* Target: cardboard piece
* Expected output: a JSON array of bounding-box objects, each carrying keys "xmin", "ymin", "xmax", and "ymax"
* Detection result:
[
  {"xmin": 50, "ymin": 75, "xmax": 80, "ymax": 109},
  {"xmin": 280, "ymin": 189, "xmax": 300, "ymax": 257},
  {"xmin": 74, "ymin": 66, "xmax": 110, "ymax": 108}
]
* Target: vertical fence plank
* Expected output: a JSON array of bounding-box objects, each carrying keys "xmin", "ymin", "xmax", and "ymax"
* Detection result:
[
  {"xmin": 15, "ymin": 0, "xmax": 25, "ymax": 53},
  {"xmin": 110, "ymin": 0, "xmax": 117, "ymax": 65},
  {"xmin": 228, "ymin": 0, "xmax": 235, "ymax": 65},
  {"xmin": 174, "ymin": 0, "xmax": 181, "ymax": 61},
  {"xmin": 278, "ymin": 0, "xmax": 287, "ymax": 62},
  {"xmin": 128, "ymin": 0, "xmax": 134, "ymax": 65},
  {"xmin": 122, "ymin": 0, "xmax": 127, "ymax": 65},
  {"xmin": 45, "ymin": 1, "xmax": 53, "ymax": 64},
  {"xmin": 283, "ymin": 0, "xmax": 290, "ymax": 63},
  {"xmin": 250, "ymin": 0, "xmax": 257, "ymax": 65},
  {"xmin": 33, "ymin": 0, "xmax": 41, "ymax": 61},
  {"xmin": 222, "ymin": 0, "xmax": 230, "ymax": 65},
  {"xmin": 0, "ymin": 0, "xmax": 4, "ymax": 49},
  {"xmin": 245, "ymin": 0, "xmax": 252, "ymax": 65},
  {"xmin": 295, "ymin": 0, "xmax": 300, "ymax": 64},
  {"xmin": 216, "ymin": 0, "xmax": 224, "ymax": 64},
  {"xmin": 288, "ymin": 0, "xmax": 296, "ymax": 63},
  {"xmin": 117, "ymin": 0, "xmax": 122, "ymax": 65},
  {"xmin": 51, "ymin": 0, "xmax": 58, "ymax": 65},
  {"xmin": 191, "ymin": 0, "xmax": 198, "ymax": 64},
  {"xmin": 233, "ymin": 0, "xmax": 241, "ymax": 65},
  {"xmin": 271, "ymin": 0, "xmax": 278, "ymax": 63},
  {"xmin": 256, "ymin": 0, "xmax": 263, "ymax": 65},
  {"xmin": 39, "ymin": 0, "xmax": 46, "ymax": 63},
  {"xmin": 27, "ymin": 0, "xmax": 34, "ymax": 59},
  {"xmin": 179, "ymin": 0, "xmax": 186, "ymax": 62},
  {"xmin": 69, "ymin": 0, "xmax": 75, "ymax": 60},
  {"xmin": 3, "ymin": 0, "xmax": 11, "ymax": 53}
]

▬▬▬▬▬▬▬▬▬▬

What is asked:
Rewrite all of the material above with "Detection result" changed to "Predicted boxes" wherever it occurs, leaving everything else untouched.

In response:
* Target: cardboard piece
* Expected output: a JSON array of bounding-box objects, each carrying keys "xmin", "ymin", "xmax", and "ymax"
* Predicted boxes:
[
  {"xmin": 50, "ymin": 75, "xmax": 80, "ymax": 109},
  {"xmin": 280, "ymin": 189, "xmax": 300, "ymax": 257},
  {"xmin": 74, "ymin": 66, "xmax": 110, "ymax": 108}
]
* Target: vertical fence plank
* Expected output: a JSON array of bounding-box objects, each carrying keys "xmin", "ymin", "xmax", and "ymax"
* Predicted boxes:
[
  {"xmin": 15, "ymin": 0, "xmax": 25, "ymax": 53},
  {"xmin": 110, "ymin": 0, "xmax": 117, "ymax": 65},
  {"xmin": 228, "ymin": 0, "xmax": 235, "ymax": 65},
  {"xmin": 174, "ymin": 0, "xmax": 181, "ymax": 61},
  {"xmin": 278, "ymin": 0, "xmax": 287, "ymax": 62},
  {"xmin": 128, "ymin": 0, "xmax": 134, "ymax": 65},
  {"xmin": 122, "ymin": 0, "xmax": 127, "ymax": 65},
  {"xmin": 45, "ymin": 1, "xmax": 53, "ymax": 64},
  {"xmin": 283, "ymin": 0, "xmax": 290, "ymax": 63},
  {"xmin": 250, "ymin": 0, "xmax": 257, "ymax": 65},
  {"xmin": 33, "ymin": 0, "xmax": 41, "ymax": 61},
  {"xmin": 222, "ymin": 0, "xmax": 230, "ymax": 65},
  {"xmin": 0, "ymin": 0, "xmax": 4, "ymax": 49},
  {"xmin": 245, "ymin": 0, "xmax": 252, "ymax": 65},
  {"xmin": 295, "ymin": 0, "xmax": 300, "ymax": 64},
  {"xmin": 216, "ymin": 0, "xmax": 224, "ymax": 64},
  {"xmin": 288, "ymin": 0, "xmax": 296, "ymax": 63},
  {"xmin": 117, "ymin": 0, "xmax": 122, "ymax": 65},
  {"xmin": 51, "ymin": 0, "xmax": 58, "ymax": 65},
  {"xmin": 191, "ymin": 0, "xmax": 198, "ymax": 64},
  {"xmin": 233, "ymin": 0, "xmax": 241, "ymax": 65},
  {"xmin": 271, "ymin": 0, "xmax": 278, "ymax": 63},
  {"xmin": 256, "ymin": 0, "xmax": 263, "ymax": 65},
  {"xmin": 39, "ymin": 0, "xmax": 46, "ymax": 63},
  {"xmin": 27, "ymin": 0, "xmax": 34, "ymax": 59},
  {"xmin": 179, "ymin": 0, "xmax": 186, "ymax": 62},
  {"xmin": 69, "ymin": 0, "xmax": 75, "ymax": 60},
  {"xmin": 3, "ymin": 0, "xmax": 11, "ymax": 53}
]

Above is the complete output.